Time-varying density of five real-world datasets. The horizontal axis represents the unique number of nonzero entries in time slices. The vertical axis represents the number of time indices with such number of nonzeros. Note that time slices have varying densities

Based on the motivation, tatd controls the degree of smoothing regularization based on the sparsity of time slices. Let the time sparsity \(\beta _{i_{t}}\) of the \(i_t\)th time slice be defined as

$$\begin{aligned} \beta _{i_{t}}&= 1 - d_{i_t} \end{aligned}$$
(5)

where a time density \(d_{i_t}\) is defined as follows:

$$\begin{aligned} d_{i_t}&= (0.999-0.001) \frac{ \omega _{i_{t}} - \omega _\textit{min}}{\omega _\textit{max} - \omega _\textit{min}} + 0.001 \end{aligned}$$
(6)

\(\omega _{i_{t}}\) indicates the number of nonzeros at \(i_{t}\)th time slice; \(\omega _\textit{max}\) and \(\omega _\textit{min}\) are the maximum and the minimum values of the number of nonzeros in time slices, respectively. The time density \(d_{i_t}\) can be thought of as a min-max normalized version of \(\omega _{i_{t}}\), with its range regularized to [0.001, 0.999].

Using the defined time sparsity, we modify our objective function as follows.

$$\begin{aligned} {\boldsymbol{{\mathcal{L}}}} = \sum _{\alpha \in \Omega }{\left( {x}_{\alpha }-\sum _{k=1}^{K} \prod _{n=1} ^{N}a^{(n)}_{i_{n}k}\right) ^{2}} +\sum _{i_{t}=1}^{I_{t}}\lambda _t \beta _{i_{t}} ||{{\mathbf {a}}_{i_{t}}^{(t)}}-{{\tilde{\mathbf {a}}_{i_{t}}^{(t)}}}||_{2}^{2} + \lambda _r\sum _{n \ne t}^{N}\Vert {{\mathbf{A}}^{(n)}}\Vert _{\text {F}}^{2} \end{aligned}$$
(7)

Note that the second term is changed to include the time sparsity \(\beta _{i_{t}}\); this makes the degree of the regularization vary depending on the sparsity of time slices.

Given the modified objective function in Eq. (7), we focus on minimizing the difference between \(\mathbf {a}_{i_t}^{(t)}\) and \(\tilde{\mathbf {a}}_{i_t}^{(t)}\) for time slices with a high sparsity rather than those with a low sparsity. tatd actively exploits the neighboring time slices when a target time slice is sparse, while it less exploits the neighboring ones for a dense time slice.
════
- _PARTS OF THE EXERCISE_
1 - According to the tatd time-sparsity passage, to what range is the time density restricted?
2 - List every quantity that the tatd time-sparsity passage defines, each with its meaning.
3 - Carry on the tatd time-sparsity passage from its final sentence.
════
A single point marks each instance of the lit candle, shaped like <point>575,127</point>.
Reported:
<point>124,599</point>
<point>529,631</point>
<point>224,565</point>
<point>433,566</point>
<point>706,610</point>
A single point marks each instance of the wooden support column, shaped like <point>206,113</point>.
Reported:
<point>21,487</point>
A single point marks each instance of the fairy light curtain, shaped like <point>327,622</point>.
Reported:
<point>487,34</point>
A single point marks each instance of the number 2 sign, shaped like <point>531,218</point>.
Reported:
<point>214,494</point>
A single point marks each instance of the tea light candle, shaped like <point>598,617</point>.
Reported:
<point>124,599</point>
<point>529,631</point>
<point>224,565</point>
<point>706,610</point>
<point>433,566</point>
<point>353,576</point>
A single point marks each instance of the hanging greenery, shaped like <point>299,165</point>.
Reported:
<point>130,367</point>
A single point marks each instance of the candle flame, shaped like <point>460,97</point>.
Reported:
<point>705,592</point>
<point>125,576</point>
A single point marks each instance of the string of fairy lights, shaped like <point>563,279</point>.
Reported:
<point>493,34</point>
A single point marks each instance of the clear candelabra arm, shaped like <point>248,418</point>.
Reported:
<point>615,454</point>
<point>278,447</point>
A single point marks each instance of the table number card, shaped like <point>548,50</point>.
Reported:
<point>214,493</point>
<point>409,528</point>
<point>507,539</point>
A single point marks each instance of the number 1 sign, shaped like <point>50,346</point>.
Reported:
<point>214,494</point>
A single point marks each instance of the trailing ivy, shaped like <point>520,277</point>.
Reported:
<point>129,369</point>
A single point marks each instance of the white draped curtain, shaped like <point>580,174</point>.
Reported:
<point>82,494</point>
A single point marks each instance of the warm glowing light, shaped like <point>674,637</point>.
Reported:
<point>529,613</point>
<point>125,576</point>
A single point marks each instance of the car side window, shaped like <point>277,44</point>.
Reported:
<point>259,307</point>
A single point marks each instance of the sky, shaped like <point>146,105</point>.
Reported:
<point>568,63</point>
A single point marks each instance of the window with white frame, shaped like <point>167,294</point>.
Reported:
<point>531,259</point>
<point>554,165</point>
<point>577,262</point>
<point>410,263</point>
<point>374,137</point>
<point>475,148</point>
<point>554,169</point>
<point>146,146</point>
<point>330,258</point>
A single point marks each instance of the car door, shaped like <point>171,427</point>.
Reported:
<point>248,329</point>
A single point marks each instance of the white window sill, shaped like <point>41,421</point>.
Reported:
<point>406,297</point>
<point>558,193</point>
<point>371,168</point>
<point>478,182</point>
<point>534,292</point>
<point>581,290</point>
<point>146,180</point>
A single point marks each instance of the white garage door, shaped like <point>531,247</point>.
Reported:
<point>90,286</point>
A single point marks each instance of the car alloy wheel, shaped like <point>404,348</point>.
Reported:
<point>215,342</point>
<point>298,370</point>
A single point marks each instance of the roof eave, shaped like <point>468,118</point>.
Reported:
════
- _ANSWERS BELOW_
1 - [0.001, 0.999]

2 -
- β_{i_t}: the time sparsity of the i_t-th time slice, equal to 1 − d_{i_t}
- d_{i_t}: the time density, a min-max normalized version of ω_{i_t} with its range set to [0.001, 0.999]
- ω_{i_t}: the number of nonzeros at the i_t-th time slice
- ω_max: the maximum number of nonzeros in the time slices
- ω_min: the minimum number of nonzeros in the time slices

3 -
3.4 Optimization

To minimize the objective function in Eq. (7), tatd uses an alternating optimization method; it updates one factor matrix at a time while fixing all other factor matrices. tatd updates non-time factor matrices using the row-wise update rule (Shin et al., 2016) while updating the time factor matrix using the Adam optimizer (Kingma & Ba, 2014).

Updating non-time factor matrix. We note that updating a non-time factor matrix while fixing all other factor matrices is solved via the least square method, and we use the row-wise update rule (Shin et al., 2016) in ALS for it. The row-wise update rule is advantageous since it gives the optimal closed-form solution, and allows parallel update of factors. The update rule for \(i_n\)th row of the nth factor matrix \({\mathbf{A}}^{(n)} (n \ne t)\) is given as follows:

$$\begin{aligned} \begin{aligned} \mathbf {a}_{i_n}^{(n)} \leftarrow \underset{\mathbf {a}_{i_n}^{(n)}}{{\text {arg}}\,{\text {min}}}\;{L({\mathbf{A}}^{(1)},\ldots ,{\mathbf{A}}^{(N)})} = [{\mathbf{B}}_{i_n}^{(n)}+\lambda _r \mathbf {I}_{K}]^{-1} \times \mathbf {c}_{i_n}^{(n)} \end{aligned} \end{aligned}$$
(8)

where \({\mathbf{B}}_{i_n}^{(n)}\) is a \({K \times K}\) matrix whose entries are

$$\begin{aligned} {({\mathbf{B}}_{i_n}^{(n)})}_{k_1 k_2} = \sum _{\forall \alpha \in \Omega _{i_n}^{(n)}} \prod _{l \ne n} a^{(l)}_{i_l k_1}\prod _{l \ne n} a^{(l)}_{i_l k_2}, \forall k_1, k_2, \end{aligned}$$
(9)

\(\mathbf {c}_{i_n}^{(n)}\) is a length K vector whose entries are

$$\begin{aligned} \sum _{\forall \alpha \in \Omega _{i_n}^{(n)}}x_{\alpha }\prod _{l \ne n} a^{(l)}_{i_l k}, \forall k \end{aligned}$$
(10)

and \(\Omega _{i_n}^{(n)}\) denotes the subset of \(\Omega\) whose nth mode’s index is \(i_n\).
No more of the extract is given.